TASK TO COMPLETE: Please transcribe every record below exactly, leaving out the pictures.

AVAILABLE DATA:

■ ■ ■

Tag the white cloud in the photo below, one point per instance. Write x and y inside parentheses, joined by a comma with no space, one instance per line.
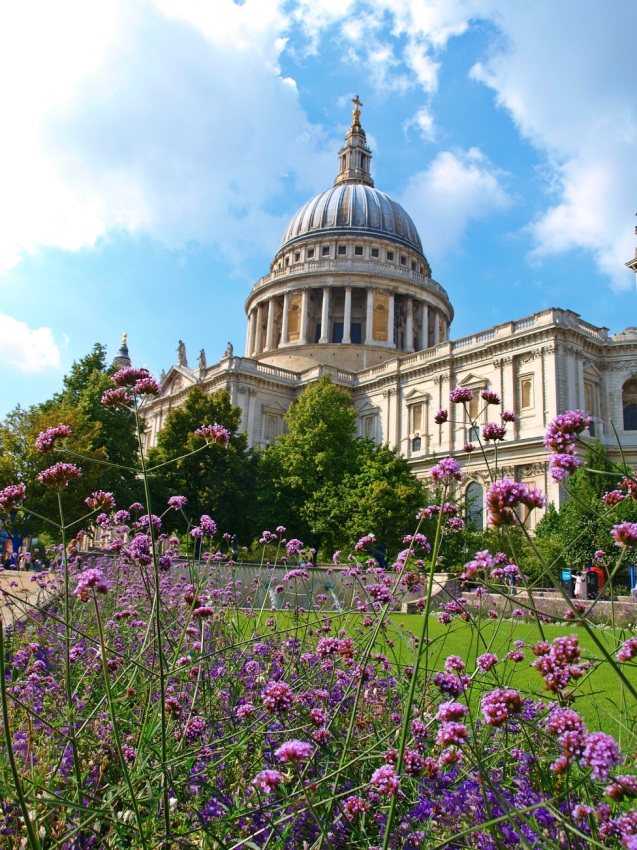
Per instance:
(27,349)
(457,188)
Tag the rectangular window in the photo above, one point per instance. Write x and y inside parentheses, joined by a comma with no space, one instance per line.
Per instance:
(526,392)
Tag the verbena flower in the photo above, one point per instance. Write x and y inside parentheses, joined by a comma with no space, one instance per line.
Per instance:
(446,471)
(215,433)
(625,534)
(100,500)
(504,495)
(46,440)
(12,497)
(59,475)
(294,751)
(493,431)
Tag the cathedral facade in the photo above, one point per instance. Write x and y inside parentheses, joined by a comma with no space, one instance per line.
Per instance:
(350,292)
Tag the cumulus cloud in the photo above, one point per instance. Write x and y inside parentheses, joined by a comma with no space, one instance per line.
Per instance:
(458,187)
(27,349)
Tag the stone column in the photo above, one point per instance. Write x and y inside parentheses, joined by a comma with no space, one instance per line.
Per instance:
(347,318)
(409,326)
(424,331)
(369,320)
(258,345)
(303,340)
(250,334)
(325,316)
(284,322)
(269,334)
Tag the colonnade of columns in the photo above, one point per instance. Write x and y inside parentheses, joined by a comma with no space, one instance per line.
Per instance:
(270,327)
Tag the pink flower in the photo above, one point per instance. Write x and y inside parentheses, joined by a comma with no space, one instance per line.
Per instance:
(625,534)
(446,471)
(294,751)
(268,780)
(497,706)
(46,440)
(215,433)
(59,475)
(492,431)
(385,780)
(12,496)
(99,500)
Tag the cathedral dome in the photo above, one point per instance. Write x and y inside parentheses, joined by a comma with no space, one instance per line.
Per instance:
(353,209)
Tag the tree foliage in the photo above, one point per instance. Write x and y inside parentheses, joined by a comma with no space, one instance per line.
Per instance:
(106,438)
(217,481)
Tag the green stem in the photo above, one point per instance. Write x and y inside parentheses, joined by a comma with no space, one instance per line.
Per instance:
(34,840)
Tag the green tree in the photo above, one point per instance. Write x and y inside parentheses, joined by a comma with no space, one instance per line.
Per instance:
(105,438)
(217,481)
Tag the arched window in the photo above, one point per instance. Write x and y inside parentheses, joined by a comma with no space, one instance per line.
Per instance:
(475,506)
(629,403)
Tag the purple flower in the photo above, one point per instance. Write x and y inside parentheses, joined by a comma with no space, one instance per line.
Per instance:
(208,525)
(563,465)
(215,433)
(12,496)
(294,751)
(493,431)
(91,578)
(385,780)
(601,752)
(625,534)
(497,706)
(116,398)
(100,501)
(46,440)
(446,471)
(460,395)
(490,397)
(59,475)
(503,496)
(267,780)
(278,697)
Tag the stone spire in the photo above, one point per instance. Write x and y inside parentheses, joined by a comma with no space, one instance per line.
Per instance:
(121,359)
(355,157)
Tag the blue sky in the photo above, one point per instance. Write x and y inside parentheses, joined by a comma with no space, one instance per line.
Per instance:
(153,152)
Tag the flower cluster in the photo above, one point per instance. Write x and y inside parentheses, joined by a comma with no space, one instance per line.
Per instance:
(215,433)
(12,497)
(59,475)
(504,495)
(45,441)
(446,471)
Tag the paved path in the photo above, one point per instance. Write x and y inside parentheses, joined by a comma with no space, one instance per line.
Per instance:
(17,589)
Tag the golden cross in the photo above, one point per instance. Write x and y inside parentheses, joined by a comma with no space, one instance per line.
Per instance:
(357,112)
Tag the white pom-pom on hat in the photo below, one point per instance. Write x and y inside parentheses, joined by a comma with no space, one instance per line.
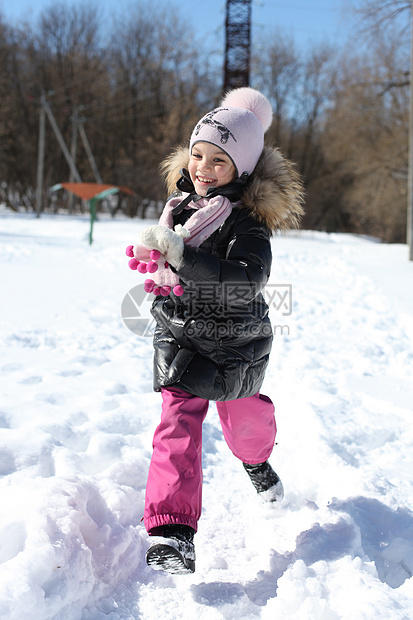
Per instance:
(251,100)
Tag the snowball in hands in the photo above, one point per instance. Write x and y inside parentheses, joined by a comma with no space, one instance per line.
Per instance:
(168,242)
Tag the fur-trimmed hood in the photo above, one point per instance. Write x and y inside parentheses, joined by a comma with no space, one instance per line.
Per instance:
(274,192)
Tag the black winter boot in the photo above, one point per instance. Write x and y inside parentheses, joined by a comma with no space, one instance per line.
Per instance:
(265,481)
(172,549)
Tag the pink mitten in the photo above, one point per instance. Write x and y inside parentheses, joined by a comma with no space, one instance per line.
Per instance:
(152,261)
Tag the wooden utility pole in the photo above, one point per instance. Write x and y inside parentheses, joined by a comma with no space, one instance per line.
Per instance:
(238,44)
(410,172)
(40,157)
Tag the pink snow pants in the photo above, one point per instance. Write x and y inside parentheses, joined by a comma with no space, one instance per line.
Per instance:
(174,487)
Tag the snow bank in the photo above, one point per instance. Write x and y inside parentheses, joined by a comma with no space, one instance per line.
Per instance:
(77,414)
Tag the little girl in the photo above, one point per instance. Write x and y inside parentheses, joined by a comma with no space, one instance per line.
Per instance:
(213,335)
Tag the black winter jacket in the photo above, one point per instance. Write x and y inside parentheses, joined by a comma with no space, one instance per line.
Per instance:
(214,341)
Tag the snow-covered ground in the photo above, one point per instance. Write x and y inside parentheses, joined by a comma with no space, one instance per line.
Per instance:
(77,414)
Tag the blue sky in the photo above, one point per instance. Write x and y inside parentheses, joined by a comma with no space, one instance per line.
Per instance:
(307,21)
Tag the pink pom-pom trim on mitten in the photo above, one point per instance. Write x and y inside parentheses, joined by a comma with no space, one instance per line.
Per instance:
(152,266)
(155,254)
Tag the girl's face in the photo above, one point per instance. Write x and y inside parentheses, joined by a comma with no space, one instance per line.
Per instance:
(209,167)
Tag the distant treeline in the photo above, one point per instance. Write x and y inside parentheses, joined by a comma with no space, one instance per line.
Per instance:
(138,86)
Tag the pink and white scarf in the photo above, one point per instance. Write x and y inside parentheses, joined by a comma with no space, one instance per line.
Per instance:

■ ■ ■

YOUR RESPONSE:
Tag the white cloud in the photo below, one point per instance. Write x and y inside parentheses, joined by a comma with no space, one instance per line.
Per instance:
(27,349)
(457,188)
Tag the rectangular window in the photo above, one point per instance. Write x and y inside parentheses, joined by a comma with no space, one instance per line.
Per instance:
(526,392)
Tag the verbena flower in the photo above, one point per instance. Write x and y inside parentheses, joined by a comma with no space, one instance per line.
Per instance:
(446,471)
(215,433)
(625,534)
(100,500)
(504,495)
(46,440)
(12,497)
(59,475)
(294,751)
(493,431)
Tag the cathedral facade in the photo above, one point per instance. Write x and y inside parentheses, joined by a comma with no space, one instance per line.
Per instance:
(350,292)
Tag the cumulus cloud in the photo above, one point per instance. Write x and y inside parentheses, joined by a comma with no space, one instance per line.
Per instance:
(458,187)
(27,349)
Tag the stone column in the photo above, one point per instance. Write x and y inside parentheses, joined by a comma with no space, one instance per line.
Per instance:
(347,318)
(409,326)
(424,331)
(369,320)
(258,345)
(303,340)
(250,334)
(325,316)
(284,322)
(269,334)
Tag the colonnade of columns in the photo above, one point per instance. Write x and y inside parentheses, joined by a comma with no space, one instance per line.
Per instance:
(270,327)
Tag the pink flower in the photo above, one point per instance. Write x and y inside parentheses, joined by a comma with no space, one instance per line.
Per instance:
(625,534)
(446,471)
(294,751)
(268,780)
(497,706)
(46,440)
(215,433)
(59,475)
(492,431)
(385,780)
(12,496)
(99,500)
Tag the cathedral dome in the photo above, one point per instance. Write x and y inside parentheses, joined by a comma with no space, one instance per line.
Per instance:
(353,209)
Tag the tree foliage in the photo above, one point per instance. Write x and y inside parentheses, joined by a comma with no space, one instance per line.
Per instance:
(106,438)
(217,481)
Tag the green stem in the photo above, one point per instance. Write x and y inside parentheses, joined by a comma with no space, one instance per line.
Per instance:
(34,840)
Tag the green tree in the photo above, one point per instance. Write x and y inside parentheses, joined by a comma with no space, one instance per line.
Per instance:
(105,438)
(217,481)
Tag the arched window in the photo above, one point per instance. Write x and y inside parentheses, joined by a comma with no space, one instance per line.
Per instance:
(475,506)
(629,403)
Tag the purple flower in the photo above, one point per instance. Write x and y inside parentheses, joined by a comma with no space, one instance per line.
Per instance:
(208,525)
(563,465)
(215,433)
(12,496)
(294,751)
(493,431)
(91,578)
(385,780)
(601,752)
(625,534)
(497,706)
(116,398)
(100,501)
(46,440)
(446,471)
(460,395)
(490,397)
(59,475)
(503,496)
(267,780)
(278,697)
Tag the stone spire in the photo above, one point per instance. Write x and y inside parentheses, joined by a comma with no space, one instance per line.
Per instance:
(121,359)
(355,157)
Tag the blue sky in the photo above, one point per instance. Write x and y inside parentheses, joined by a comma with no space, one instance per line.
Per instance:
(153,152)
Tag the flower cluster in the photo above, one point per instance. Write x and y inside parentheses, joined by a comma with no space, one instance per line.
Per instance:
(215,433)
(12,497)
(59,475)
(504,495)
(45,441)
(446,471)
Tag the paved path in the photo above, one point per instance. Write x and y inside parentheses, joined by a comma with no space, one instance per line.
Per instance:
(17,589)
Tag the golden cross in the photo above, one point per instance. Write x and y inside parentheses, joined by a comma with no space, one instance per line.
Per instance:
(357,112)
Tag the white pom-pom on hat in the photo below, one point per instance. Write x and y inside parentheses, joined by a comma with no space, one instance per line.
Per instance:
(251,100)
Tag the snowball in hands in the photo above, one point per instance. Write x and y inside parentheses, joined by a comma with no space, one instance per line.
Per instance:
(168,242)
Tag the fur-trimmed hood in the photo above, one point per instance. Write x and y inside parentheses, joined by a comma with no space, one instance per line.
Per instance:
(274,192)
Tag the black winter boot in the photo above, one point per instance. Write x and y inside parentheses, joined by a comma with no space, one instance per line.
Per instance:
(265,481)
(172,549)
Tag the pink mitten in the photo above, one point per instance. Write x and y inside parentheses, joined by a comma with no space, one instance per line.
Per instance:
(152,261)
Tag the wooden utility pole in the photo above, one point per instance. Write x and y inside parentheses, joined by a comma with no space, one instance per line.
Per instance:
(238,44)
(410,172)
(40,157)
Tag the pink snow pants in the photo above, one point per instance. Write x and y inside parentheses, joined by a comma with no space, one instance per line.
Per instance:
(174,487)
Tag the snow bank in the photo above, one point per instance. Write x and y inside parentheses, joined by a comma with no space, one instance per line.
Per instance:
(77,414)
Tag the little girl in the photo above, one point per instance. Write x and y inside parentheses, joined by a comma with no space, one instance per line.
Per instance:
(213,335)
Tag the black winter jacket in the photo above, one point per instance. Write x and y inside parentheses, joined by a comma with no space, one instance per line.
Per instance:
(214,341)
Tag the snow-covered ground in the photo above, one point per instance. Write x and y inside parentheses, joined by a comma with no space, one instance per line.
Per instance:
(77,414)
Tag the blue sky in the photo above, one point per instance. Write x and y inside parentheses, joined by a comma with no space, one instance per line.
Per instance:
(307,21)
Tag the pink pom-pom trim on mitten in the photo above, one point per instance. Write x and y inside parentheses, joined by a comma with no space, one instance per line.
Per instance:
(152,266)
(155,254)
Tag the girl's face in the photo above, one point per instance. Write x and y inside parentheses, joined by a comma with no space, one instance per line.
Per instance:
(209,167)
Tag the distant treeline in the photo above, one point per instance. Write x and y inside parentheses, joined by a comma with no space, one instance per line.
Per instance:
(138,86)
Tag the pink and white scarf in the photo above, one point per instance. Write x and y inside parentheses, joined by a comma with no space, one instance per line.
Per instance:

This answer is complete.